(WHAT YOU ARE ASKED TO DO) Copy the lines below that contain "instance".

(Collected data entries)
# # # # #

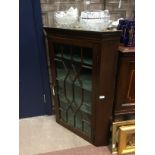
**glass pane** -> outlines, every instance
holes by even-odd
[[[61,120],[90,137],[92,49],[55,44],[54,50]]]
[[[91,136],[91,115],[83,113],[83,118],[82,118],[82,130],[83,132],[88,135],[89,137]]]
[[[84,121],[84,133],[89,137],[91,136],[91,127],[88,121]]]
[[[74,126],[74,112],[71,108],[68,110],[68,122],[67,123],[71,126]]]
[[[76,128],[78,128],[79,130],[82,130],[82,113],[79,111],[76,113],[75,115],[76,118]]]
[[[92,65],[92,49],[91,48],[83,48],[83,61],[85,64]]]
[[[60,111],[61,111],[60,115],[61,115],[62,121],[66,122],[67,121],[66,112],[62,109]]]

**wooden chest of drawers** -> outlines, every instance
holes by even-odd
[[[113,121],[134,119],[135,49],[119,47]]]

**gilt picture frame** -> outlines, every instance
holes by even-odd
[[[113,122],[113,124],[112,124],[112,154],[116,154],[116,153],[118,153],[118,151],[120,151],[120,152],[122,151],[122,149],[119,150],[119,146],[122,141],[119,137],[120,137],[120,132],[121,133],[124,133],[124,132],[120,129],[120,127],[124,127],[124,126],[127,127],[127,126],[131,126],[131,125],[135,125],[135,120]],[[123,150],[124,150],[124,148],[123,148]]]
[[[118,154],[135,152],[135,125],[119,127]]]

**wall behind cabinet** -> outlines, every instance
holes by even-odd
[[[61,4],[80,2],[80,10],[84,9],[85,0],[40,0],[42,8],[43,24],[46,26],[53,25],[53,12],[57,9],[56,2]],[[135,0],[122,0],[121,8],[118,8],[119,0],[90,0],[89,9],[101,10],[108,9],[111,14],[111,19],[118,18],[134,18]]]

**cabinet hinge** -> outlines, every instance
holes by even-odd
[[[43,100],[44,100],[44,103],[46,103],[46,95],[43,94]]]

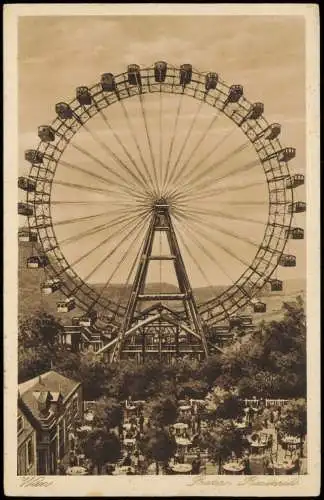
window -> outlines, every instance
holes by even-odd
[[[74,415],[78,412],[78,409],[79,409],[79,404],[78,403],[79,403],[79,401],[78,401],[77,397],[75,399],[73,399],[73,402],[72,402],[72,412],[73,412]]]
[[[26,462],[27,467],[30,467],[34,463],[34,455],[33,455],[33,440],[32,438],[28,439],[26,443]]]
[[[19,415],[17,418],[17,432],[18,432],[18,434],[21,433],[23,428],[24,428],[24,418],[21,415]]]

# # # # #

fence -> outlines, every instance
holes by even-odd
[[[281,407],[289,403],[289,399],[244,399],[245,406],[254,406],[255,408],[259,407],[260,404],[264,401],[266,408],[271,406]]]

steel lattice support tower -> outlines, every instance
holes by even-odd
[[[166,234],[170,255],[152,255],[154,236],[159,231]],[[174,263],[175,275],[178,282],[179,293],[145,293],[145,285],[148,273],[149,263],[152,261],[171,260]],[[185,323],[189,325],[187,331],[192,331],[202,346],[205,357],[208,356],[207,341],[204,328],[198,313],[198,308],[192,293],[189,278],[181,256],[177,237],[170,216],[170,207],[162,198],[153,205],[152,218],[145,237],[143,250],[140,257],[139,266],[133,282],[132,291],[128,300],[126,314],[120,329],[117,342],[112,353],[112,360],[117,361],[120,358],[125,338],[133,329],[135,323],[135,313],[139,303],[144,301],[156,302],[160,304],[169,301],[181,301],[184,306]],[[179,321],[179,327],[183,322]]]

# # # # #

(EXERCISE RESULT)
**glass pane** -> outlines, every instance
**wooden chest of drawers** -> outlines, every instance
**gilt picture frame** -> outlines, every instance
**wall behind cabinet** -> outlines, every instance
**cabinet hinge** -> outlines, every instance
window -> outlines, every instance
fence -> outlines, every instance
steel lattice support tower -> outlines, every instance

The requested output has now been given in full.